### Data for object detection
===============

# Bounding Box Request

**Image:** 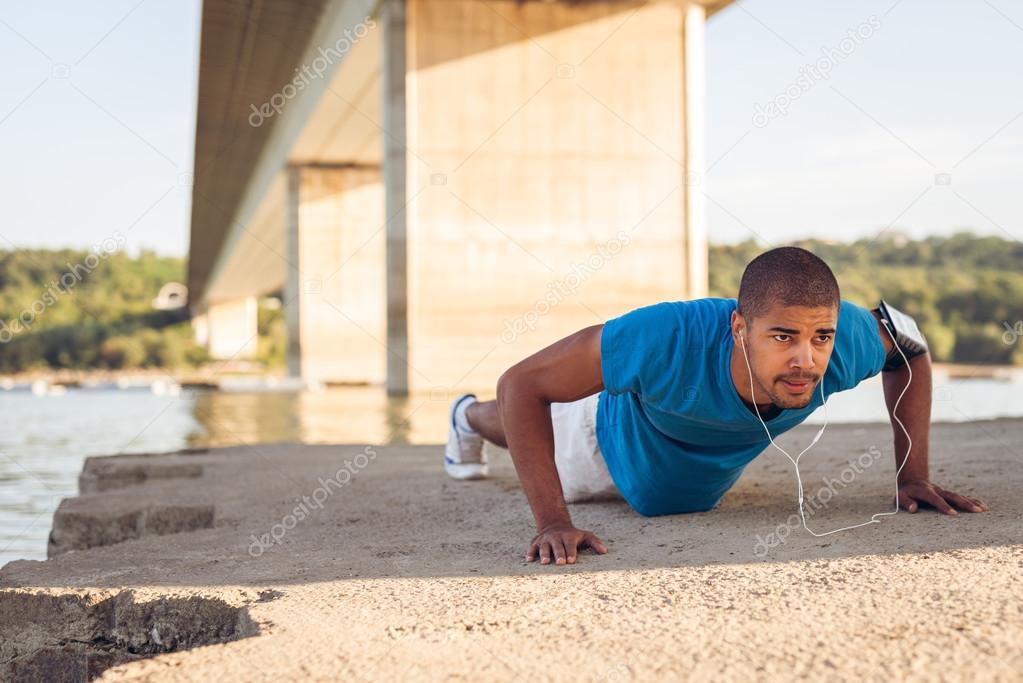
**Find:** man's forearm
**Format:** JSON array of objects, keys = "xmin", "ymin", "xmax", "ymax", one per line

[
  {"xmin": 497, "ymin": 376, "xmax": 572, "ymax": 531},
  {"xmin": 882, "ymin": 354, "xmax": 932, "ymax": 484}
]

===============

### EXERCISE
Please express every line of the records above as a Markdown table with two columns, Row and Line, numbering the rows and skipping blank lines. Leave the pictures out of your answer.

### THE RESULT
| Row | Line |
|---|---|
| 1 | # Bounding Box Request |
| 2 | **Image:**  |
| 3 | **Find:** man's forearm |
| 4 | **Format:** JSON array of objects, keys = "xmin", "ymin", "xmax", "ymax", one per line |
| 5 | [ |
| 6 |   {"xmin": 497, "ymin": 376, "xmax": 572, "ymax": 531}, |
| 7 |   {"xmin": 882, "ymin": 354, "xmax": 932, "ymax": 484} |
| 8 | ] |